# Sitting on other dogs???



## Jax's Mom (Oct 16, 2009)

We have 3 dogs. Jax is our oldest at 2 years old, he is the mellow one. Lucy is the middle child at a year and a half; she is our anxious but energetic girl. Boone is our youngest, at about 9 months old. He is a rescue, but we have had him since he was about 3 1/2 months old. He definitely came in here with a BANG.. He is not shy, very boisterous, and can be pushy. Lots of energy. He is constantly sitting on his siblings...mostly Jax. Jax will be lying calmly and Boone will go over and just cop a squat right on him, totally annoying Jax and this will set jax off barking. Very annoying situation. He does this with Lucy also, but not as often. He plays/wrestles more with Lucy, since she is more willing, but he can even get too much for her at times, rough wise, not energy wise. I stop him frequently from getting to rough. 

Does anyone know what this sitting thing means? How should I address it?


----------



## desi.n.nutro (Mar 18, 2011)

I’m not a trainer but I was told this is a sign of dominance. That is why Jax is annoyed. Jax is probably saying, “Nice try little one.” In my pack it is the baby too.

= = = =

» **Set task A**
Answer these questions about the forum thread:
(i) How old is Boone?
(ii) Which dog does Boone play and wrestle with more?
(iii) What did the second poster say they were told the sitting is a sign of?

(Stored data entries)
= = = =

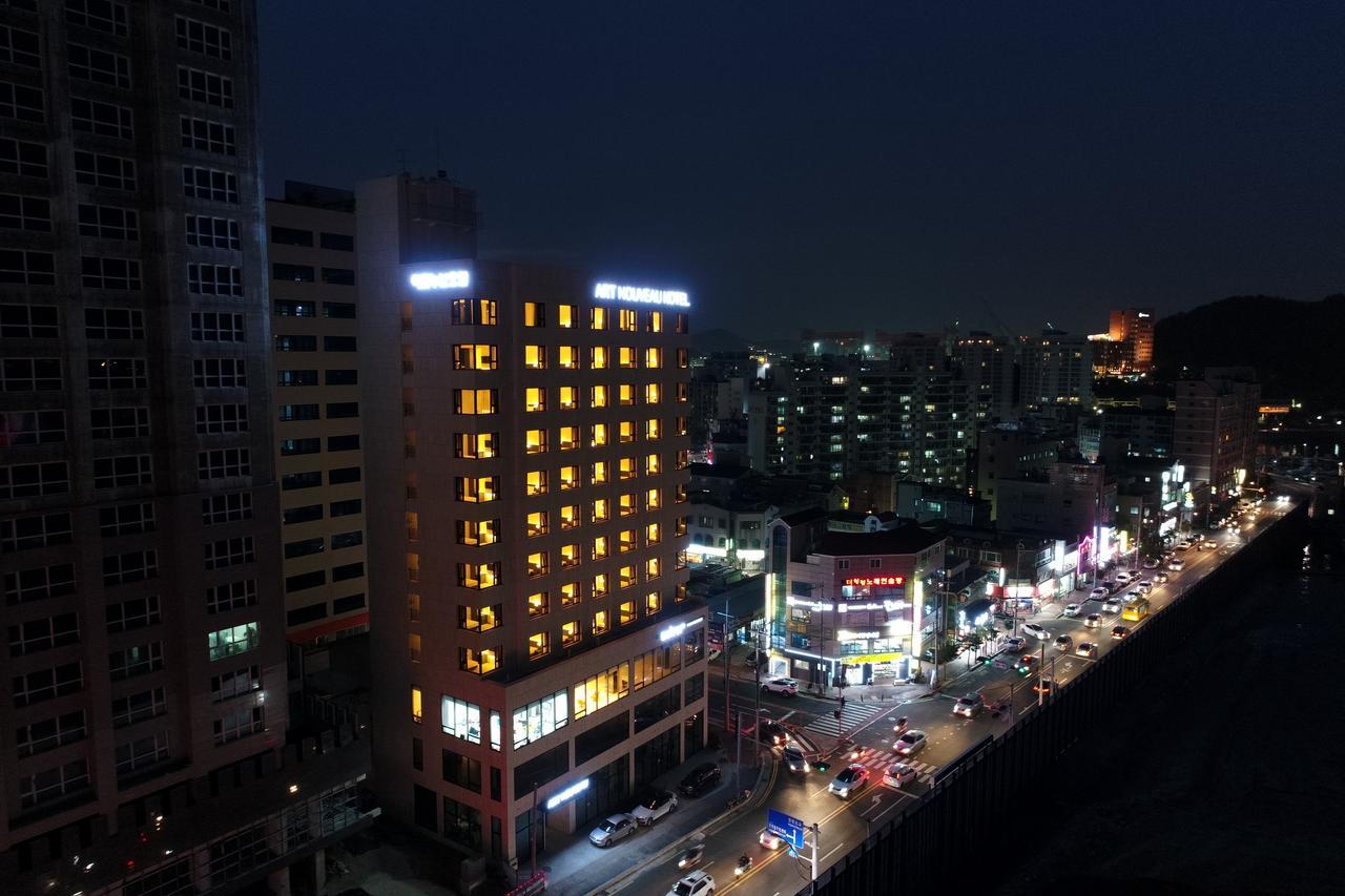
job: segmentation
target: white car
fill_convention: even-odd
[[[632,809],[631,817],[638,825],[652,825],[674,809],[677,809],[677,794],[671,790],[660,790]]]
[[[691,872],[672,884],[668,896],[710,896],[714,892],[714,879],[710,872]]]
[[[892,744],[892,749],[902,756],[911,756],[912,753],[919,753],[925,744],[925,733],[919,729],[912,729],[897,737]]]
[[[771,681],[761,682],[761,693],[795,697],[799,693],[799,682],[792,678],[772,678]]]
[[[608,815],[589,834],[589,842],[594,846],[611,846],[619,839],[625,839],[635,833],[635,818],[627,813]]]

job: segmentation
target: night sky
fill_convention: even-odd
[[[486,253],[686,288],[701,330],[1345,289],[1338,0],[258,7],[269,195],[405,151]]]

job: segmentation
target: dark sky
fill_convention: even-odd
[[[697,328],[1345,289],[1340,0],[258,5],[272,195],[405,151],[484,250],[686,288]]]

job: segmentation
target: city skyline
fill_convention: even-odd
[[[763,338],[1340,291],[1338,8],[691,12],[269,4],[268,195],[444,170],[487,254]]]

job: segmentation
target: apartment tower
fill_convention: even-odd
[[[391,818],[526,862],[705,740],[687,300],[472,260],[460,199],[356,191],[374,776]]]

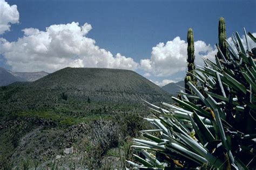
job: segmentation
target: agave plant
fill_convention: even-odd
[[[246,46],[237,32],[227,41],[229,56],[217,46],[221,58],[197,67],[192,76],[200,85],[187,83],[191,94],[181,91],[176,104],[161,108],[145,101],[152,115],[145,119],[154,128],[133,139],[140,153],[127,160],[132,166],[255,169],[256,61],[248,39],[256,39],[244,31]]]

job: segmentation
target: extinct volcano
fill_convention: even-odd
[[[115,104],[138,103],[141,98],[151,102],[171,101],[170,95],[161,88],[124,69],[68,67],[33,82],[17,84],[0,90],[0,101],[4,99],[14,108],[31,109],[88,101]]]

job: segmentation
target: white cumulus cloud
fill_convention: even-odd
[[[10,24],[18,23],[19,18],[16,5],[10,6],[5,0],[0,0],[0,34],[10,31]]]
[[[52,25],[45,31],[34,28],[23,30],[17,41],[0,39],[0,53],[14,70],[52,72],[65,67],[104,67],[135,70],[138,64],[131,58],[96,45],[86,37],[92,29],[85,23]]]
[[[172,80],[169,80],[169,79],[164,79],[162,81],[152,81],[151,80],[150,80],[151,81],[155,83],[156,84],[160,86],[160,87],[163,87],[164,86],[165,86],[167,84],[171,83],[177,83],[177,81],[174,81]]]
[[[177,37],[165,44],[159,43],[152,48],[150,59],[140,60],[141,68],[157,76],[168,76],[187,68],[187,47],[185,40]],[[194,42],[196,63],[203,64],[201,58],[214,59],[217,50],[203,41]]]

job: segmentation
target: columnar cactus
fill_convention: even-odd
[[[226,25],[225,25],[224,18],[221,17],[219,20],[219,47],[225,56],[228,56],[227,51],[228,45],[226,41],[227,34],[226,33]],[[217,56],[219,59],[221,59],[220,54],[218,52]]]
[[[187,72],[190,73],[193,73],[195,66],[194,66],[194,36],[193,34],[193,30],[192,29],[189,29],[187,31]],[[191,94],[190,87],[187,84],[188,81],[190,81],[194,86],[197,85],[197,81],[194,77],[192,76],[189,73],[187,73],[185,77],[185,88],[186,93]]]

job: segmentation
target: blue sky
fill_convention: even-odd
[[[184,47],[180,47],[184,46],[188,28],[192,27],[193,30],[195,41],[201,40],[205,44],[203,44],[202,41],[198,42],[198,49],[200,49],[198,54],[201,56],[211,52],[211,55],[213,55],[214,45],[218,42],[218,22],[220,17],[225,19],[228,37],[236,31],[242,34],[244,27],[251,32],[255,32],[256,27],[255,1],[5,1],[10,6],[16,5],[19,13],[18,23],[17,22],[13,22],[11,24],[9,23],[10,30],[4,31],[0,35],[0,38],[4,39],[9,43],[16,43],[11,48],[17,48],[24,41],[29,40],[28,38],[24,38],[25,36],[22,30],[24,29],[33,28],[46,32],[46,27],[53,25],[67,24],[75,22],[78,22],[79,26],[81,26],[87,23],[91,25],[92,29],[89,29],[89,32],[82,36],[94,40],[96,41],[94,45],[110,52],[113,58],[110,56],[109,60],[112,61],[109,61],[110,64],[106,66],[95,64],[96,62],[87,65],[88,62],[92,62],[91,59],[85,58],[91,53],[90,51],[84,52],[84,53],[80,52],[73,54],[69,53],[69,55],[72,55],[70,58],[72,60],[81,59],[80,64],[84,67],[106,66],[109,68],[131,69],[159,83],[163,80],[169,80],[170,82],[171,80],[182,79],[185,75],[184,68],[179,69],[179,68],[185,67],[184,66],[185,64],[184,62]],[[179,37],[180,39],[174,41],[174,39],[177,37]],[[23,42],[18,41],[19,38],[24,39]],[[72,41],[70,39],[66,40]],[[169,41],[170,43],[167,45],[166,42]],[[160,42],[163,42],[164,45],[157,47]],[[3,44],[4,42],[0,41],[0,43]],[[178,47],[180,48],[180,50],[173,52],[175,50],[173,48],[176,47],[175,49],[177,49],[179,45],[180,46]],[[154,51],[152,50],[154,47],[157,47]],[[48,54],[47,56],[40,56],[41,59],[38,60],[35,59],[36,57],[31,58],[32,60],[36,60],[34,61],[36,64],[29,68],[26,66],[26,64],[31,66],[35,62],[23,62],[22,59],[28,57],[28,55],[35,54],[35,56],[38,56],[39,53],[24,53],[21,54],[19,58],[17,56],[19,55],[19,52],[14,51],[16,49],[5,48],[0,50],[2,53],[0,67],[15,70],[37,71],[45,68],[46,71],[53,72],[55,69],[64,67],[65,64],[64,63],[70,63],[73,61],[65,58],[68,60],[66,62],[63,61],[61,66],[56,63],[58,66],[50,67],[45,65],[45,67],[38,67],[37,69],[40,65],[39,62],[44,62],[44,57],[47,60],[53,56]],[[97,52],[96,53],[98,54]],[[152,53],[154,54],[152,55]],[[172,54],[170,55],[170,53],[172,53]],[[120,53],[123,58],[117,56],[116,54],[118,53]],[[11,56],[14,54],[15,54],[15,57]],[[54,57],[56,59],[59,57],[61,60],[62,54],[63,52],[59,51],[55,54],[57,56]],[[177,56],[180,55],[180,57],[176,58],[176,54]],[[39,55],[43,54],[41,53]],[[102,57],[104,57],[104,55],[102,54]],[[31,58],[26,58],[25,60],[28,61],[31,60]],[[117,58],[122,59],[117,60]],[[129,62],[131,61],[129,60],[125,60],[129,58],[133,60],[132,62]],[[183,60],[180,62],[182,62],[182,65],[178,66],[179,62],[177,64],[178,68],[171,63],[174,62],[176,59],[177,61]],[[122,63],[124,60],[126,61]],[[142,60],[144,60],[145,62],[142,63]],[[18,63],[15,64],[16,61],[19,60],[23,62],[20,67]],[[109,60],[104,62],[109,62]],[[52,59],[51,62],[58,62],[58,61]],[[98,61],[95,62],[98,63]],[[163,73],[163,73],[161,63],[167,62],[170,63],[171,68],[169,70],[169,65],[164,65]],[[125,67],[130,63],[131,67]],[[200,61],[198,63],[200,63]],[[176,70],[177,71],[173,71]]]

= = = =

» **Set task B**
Pull out every line of the rows that contains the word "white", matching case.

» **Task response A**
(i) About 9 months old
(ii) Lucy
(iii) Dominance

» **Task response B**
target: white car
target: white cumulus cloud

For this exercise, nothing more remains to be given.